══ Document segment

This situation is not unique to Australia. Most advanced economies have experienced a similar pattern of inflation – a spike in inflation owing to goods and energy prices, followed by a sharp disinflation in goods prices but continued high services price inflation. As a result, other central banks are remaining cautious about the future path of interest rates. Some have decreased their policy rates a little but they have been emphasising that the job is still not done and policy remains restrictive.

Likewise here in Australia. We did not increase interest rates as much as some other central banks. And we have received some criticism for that. Indeed, some commentators continue to call for further tightening in monetary policy. But as I noted earlier, we have been trying to balance bringing inflation back down over a reasonable timeframe, without inflicting unnecessary damage on the labour market. And the Board’s judgement to date has been that policy is currently sufficiently restrictive to do that.

The Board’s recent decision

Which brings me to the Board’s most recent decision. At its meeting on 5 and 6 August, the Board decided to leave the cash rate unchanged at 4.35 per cent. It recognised that while inflation had fallen substantially since its peak, it is still some way above the midpoint of the 2–3 per cent target range. And as I noted earlier, inflation is proving persistent. But the Board remains vigilant to upside risks to inflation and noted that policy will need to remain sufficiently restrictive until it is confident that inflation is moving sustainably towards the target range.

════

* **Exercise task 1**
Please select every line of the records below that contains the word "woman".

══ Input for this task

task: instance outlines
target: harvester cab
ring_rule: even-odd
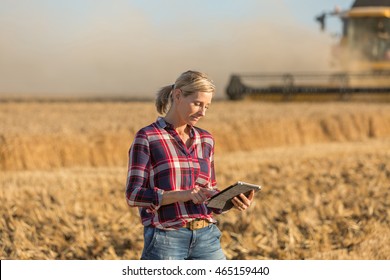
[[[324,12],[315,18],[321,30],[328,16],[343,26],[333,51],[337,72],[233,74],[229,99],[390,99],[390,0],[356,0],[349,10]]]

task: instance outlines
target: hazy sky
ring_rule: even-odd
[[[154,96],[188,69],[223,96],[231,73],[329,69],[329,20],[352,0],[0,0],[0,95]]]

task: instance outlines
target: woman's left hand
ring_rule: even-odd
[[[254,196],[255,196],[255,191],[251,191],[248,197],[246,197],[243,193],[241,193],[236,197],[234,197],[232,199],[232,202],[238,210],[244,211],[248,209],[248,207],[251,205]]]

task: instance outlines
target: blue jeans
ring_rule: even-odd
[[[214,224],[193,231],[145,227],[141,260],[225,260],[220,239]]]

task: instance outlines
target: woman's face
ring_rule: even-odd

════
══ Input for this task

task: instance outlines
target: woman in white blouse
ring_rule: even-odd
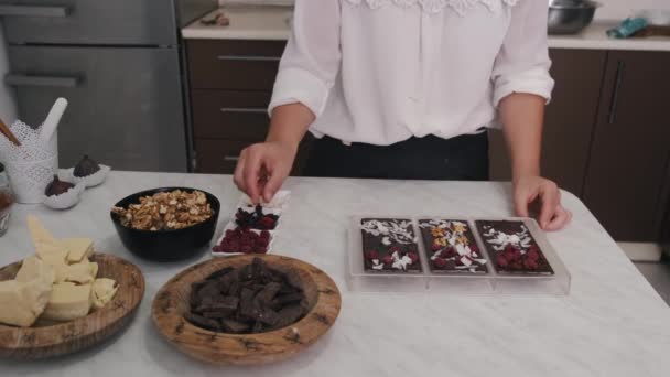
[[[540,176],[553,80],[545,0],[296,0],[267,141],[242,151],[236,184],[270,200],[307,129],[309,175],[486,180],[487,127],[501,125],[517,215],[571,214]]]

════

* **Exercise task 2**
Name each category of prices that the monetary policy passage mentions.

* **Task solution 1**
target: woman's left hand
target: woman's face
target: woman in white blouse

* **Task solution 2**
Goods, energy, services